Aim A :: Output the passage of the pfSense portsnap thread from "Do not compile" up to and including "overloaded compiling stuff.".
Aim B :: Go on with the forum thread about portsnap on pfSense, starting after its last line.

# portsnap



## ravinew1 (Jul 11, 2019)

Hi all,

I am exploring pfsense. I wan to install Bro IDS instead of Snort.

Tried to execute  portsnap update in pfsense.

But ,First of all,  the following folder "ports" is not there in pfsense.

<code>
  cd /usr/ports 
</code>

Apart from, portsnap command  is not there in /usr/sbin folder also.

I am asking here to know one thing that .

1. if Feebsd is bundled like this without portsnap command, is it possible to install any packages.

2. From net i got this suggestion of execution of following command". But this is also saying  error of timed out. 
<code>
"fetch -o - "ftp://ftp1.us.freebsd.org/pub/FreeBSD/ports/ports/ports.tar.gz" | tar zxf - -C /usr "
</code>

what to do. 


thank you.


----------



## Phishfry (Jul 11, 2019)

Well before SirDice comes and gives you smackdown I will give you some advice.
Do not compile ports on your firewall. When you compile software it dramatically slows down your computer.
The last thing I want is my firewall being overloaded compiling stuff.

You need to install packages from the pfSense package repository.


----------



## Phishfry (Jul 11, 2019)

Looks like pfSebnse got rid of packages with version 2.2








						GitHub - pfsense/pfsense-packages: pfSense packages repository
					

pfSense packages repository. Contribute to pfsense/pfsense-packages development by creating an account on GitHub.

Raw data ::

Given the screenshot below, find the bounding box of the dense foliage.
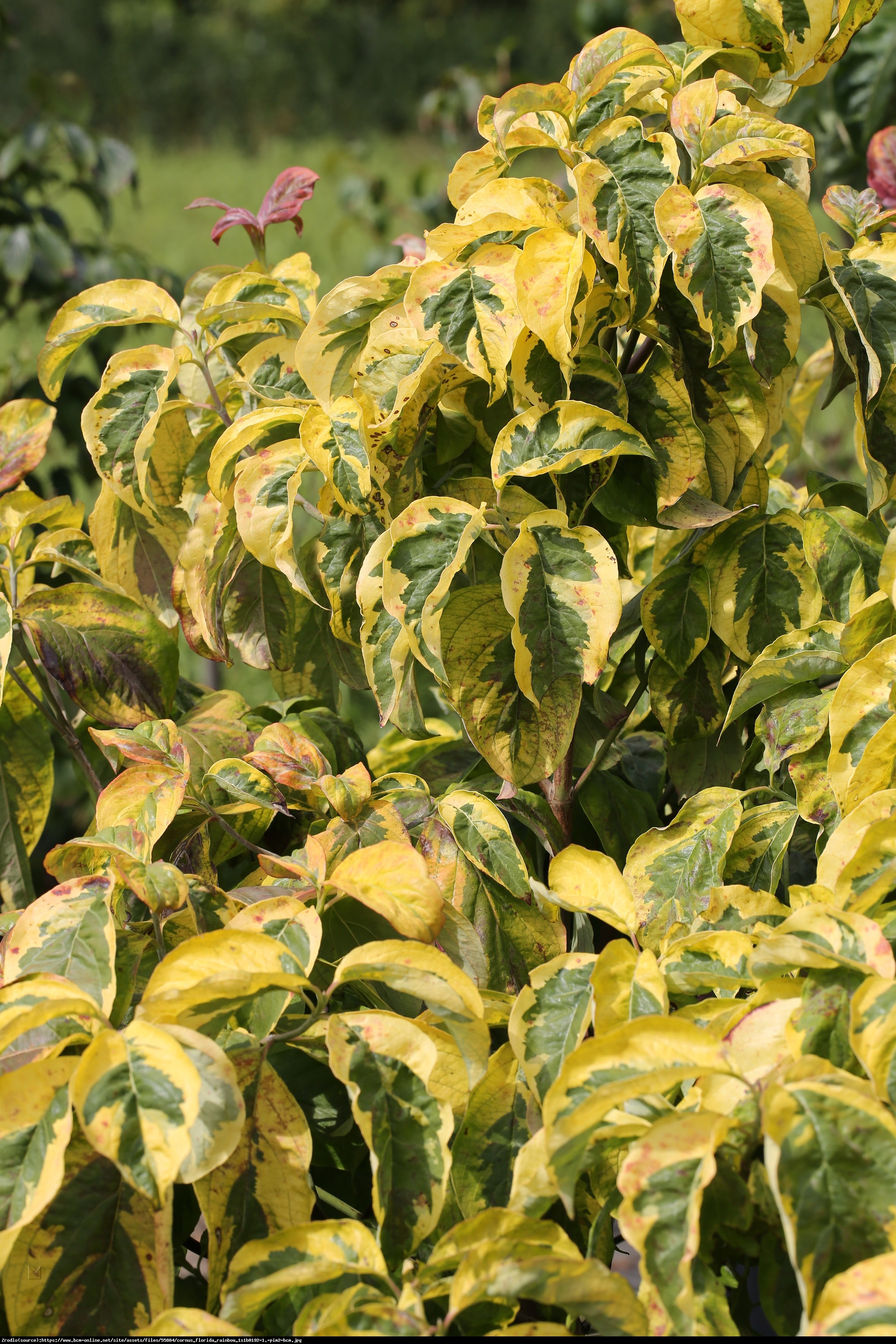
[0,0,896,1336]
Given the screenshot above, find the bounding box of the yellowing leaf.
[3,876,116,1016]
[38,280,180,402]
[327,840,445,942]
[548,844,637,934]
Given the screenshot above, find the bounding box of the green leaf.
[655,184,778,367]
[508,951,596,1102]
[439,789,531,901]
[0,1058,78,1265]
[724,802,798,891]
[625,346,707,509]
[196,1050,314,1311]
[725,621,846,725]
[501,509,622,706]
[327,1012,454,1266]
[17,583,177,727]
[648,638,728,746]
[383,496,485,681]
[4,876,116,1016]
[451,1044,532,1218]
[3,1134,165,1337]
[576,769,660,868]
[616,1111,734,1335]
[623,789,743,948]
[803,507,884,621]
[575,117,678,324]
[492,402,653,490]
[704,509,822,666]
[442,583,582,788]
[762,1072,896,1312]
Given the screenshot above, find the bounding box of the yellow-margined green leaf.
[625,346,707,509]
[756,684,834,774]
[839,593,896,663]
[333,941,489,1087]
[750,904,893,980]
[302,396,372,513]
[492,402,654,490]
[439,789,531,899]
[655,182,775,367]
[3,1133,171,1337]
[38,280,180,402]
[296,263,414,410]
[0,972,106,1071]
[616,1113,734,1335]
[725,621,846,726]
[641,564,711,676]
[0,396,57,490]
[196,1050,317,1311]
[383,495,485,681]
[541,1016,734,1210]
[827,637,896,816]
[451,1044,532,1218]
[419,817,561,994]
[591,938,669,1039]
[648,637,728,746]
[164,1024,246,1183]
[806,1251,896,1336]
[803,507,884,621]
[548,844,637,934]
[575,117,678,324]
[501,509,622,704]
[222,1218,387,1331]
[203,757,289,816]
[17,583,177,726]
[724,802,799,891]
[327,840,445,942]
[449,1242,648,1336]
[3,876,116,1016]
[834,819,896,918]
[137,929,308,1037]
[660,930,754,995]
[625,789,743,950]
[516,228,595,373]
[704,509,822,675]
[208,406,305,501]
[849,976,896,1106]
[97,762,189,857]
[71,1022,201,1208]
[0,1056,78,1267]
[762,1066,896,1313]
[0,672,54,854]
[90,481,182,628]
[404,243,524,404]
[508,951,596,1102]
[355,527,416,725]
[234,441,312,598]
[227,895,322,976]
[80,346,180,511]
[327,1012,454,1265]
[316,512,391,645]
[442,583,582,788]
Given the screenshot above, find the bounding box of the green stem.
[572,668,650,797]
[616,331,641,374]
[152,910,165,961]
[7,633,102,799]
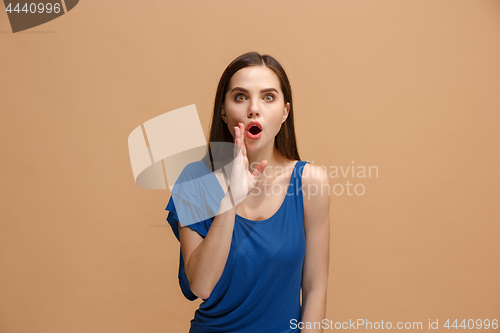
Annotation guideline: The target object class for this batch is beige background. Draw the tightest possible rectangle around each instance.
[0,0,500,333]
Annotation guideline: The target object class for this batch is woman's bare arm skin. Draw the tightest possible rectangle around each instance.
[179,123,267,299]
[301,164,330,333]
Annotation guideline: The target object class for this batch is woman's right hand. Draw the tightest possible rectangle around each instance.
[229,123,267,205]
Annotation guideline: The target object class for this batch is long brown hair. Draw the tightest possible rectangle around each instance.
[208,52,300,164]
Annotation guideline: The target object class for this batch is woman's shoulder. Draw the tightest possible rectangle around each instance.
[302,163,330,186]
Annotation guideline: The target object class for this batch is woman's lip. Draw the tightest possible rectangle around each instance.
[247,120,262,131]
[246,131,262,140]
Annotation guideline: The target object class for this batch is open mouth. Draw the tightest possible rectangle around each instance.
[247,120,262,140]
[248,125,262,135]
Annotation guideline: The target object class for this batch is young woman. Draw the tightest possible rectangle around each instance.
[166,52,330,333]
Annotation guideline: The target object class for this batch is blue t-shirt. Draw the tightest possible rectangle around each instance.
[165,161,308,333]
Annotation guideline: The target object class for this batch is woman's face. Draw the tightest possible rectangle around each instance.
[222,66,290,151]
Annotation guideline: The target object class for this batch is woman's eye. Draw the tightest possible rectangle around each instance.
[234,94,245,101]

Result A ::
Do not compile ports on your firewall. When you compile software it dramatically slows down your computer.
The last thing I want is my firewall being overloaded compiling stuff.

Result B ::
					github.com
				



Now they use ports:








						GitHub - pfsense/FreeBSD-ports: FreeBSD ports tree with pfSense changes
					

FreeBSD ports tree with pfSense changes. Contribute to pfsense/FreeBSD-ports development by creating an account on GitHub.




					github.com
				




To me this is troublesome because you don't want compilers on a firewall.
I don't know how they handle that.


----------



## Phishfry (Jul 11, 2019)

One last point.
Do you really want to add python and perl to your firewall?








						pfsense/FreeBSD-ports
					

FreeBSD ports tree with pfSense changes. Contribute to pfsense/FreeBSD-ports development by creating an account on GitHub.




					github.com


----------



## SirDice (Jul 11, 2019)

ravinew1 said:


> I am exploring pfsense.


PC-BSD, FreeNAS, XigmaNAS, and all other FreeBSD Derivatives



Phishfry said:


> Well before @SirDice comes and gives you smackdown I will give you some advice.


Tada! Was that enough time?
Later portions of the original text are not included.